El mozo, ¿transitaría el mal o el bien?: la complicidad con la orden recibida,
su disfrute, desalojar “el vago”, uno más de los tantos señalados hoy; o sufrir
el momento, espantaba a la persona o perdía su trabajo. El eterno retorno:
pobre contra pobre.
Fue
una alegría mayúscula volver a charlar con el poeta Rafael Vásquez, que tiene
la edad de mi viejo. Habían pasado cinco años. Otra vez a cambiar nuestras
figuritas preferidas: la escritura, la amistad, la memoria, las ganas, siempre,
de seguir escribiendo. Desde el abrazo con Rafael volví al subterráneo. En la
línea A ya no están los vagones viejos, esos que se abrían a mano, los de
interior pleno de madera y barniz. Desde la estación Primera Junta caminé dos
cuadras hasta la casa de mi amigo Marcelo Caballero, con una vida orbitando el
mundo del libro en sus varias sintonías. No nos veíamos desde su visita a
Gualeguay en 2014. De su casa partí en bondi hacia el refugio de calle
Somellera de Virginia Ameztoy y Mario Bellocchio. Compartimos cena en el barrio
de Boedo, y desde su casa partí, con los últimos 3 números del periódico “Desde
Boedo”, que cumplió 16 años de vida: una historia que acompaño, cada mes, con
mi escritura. El amigo gualeyo Ezequiel Calá vino a sacarme de mi regreso a
Buenos Aires, para emprender el regreso a la ciudad/río de Gualeguay. Quizá la
vida sea una sumatoria de regresos. Otra vez cerca de mis amores y de mis
afectos en este paisaje.

Datos guardados:
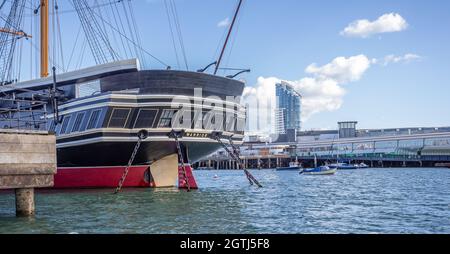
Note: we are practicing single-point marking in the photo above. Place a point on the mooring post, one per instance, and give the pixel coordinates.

Ejercicio propuesto A: Reescribe el fragmento desde "El mozo, ¿transitaría" hasta "pobre contra pobre.", ambos incluidos, y cambia "trabajo" por "empleo".
Ejercicio propuesto B:
Responde según el fragmento:
(i) ¿Cuántos años habían pasado sin charlar con el poeta Rafael Vásquez?
(ii) ¿Desde qué estación se caminaron dos cuadras hasta la casa de Marcelo Caballero?
(iii) ¿Cuántos años cumplió el periódico "Desde Boedo"?

Resultado correcto A:
El mozo, ¿transitaría el mal o el bien?: la complicidad con la orden recibida,
su disfrute, desalojar “el vago”, uno más de los tantos señalados hoy; o sufrir
el momento, espantaba a la persona o perdía su empleo. El eterno retorno:
pobre contra pobre.

Resultado correcto B:
(i) Cinco años.
(ii) Desde la estación Primera Junta.
(iii) 16 años.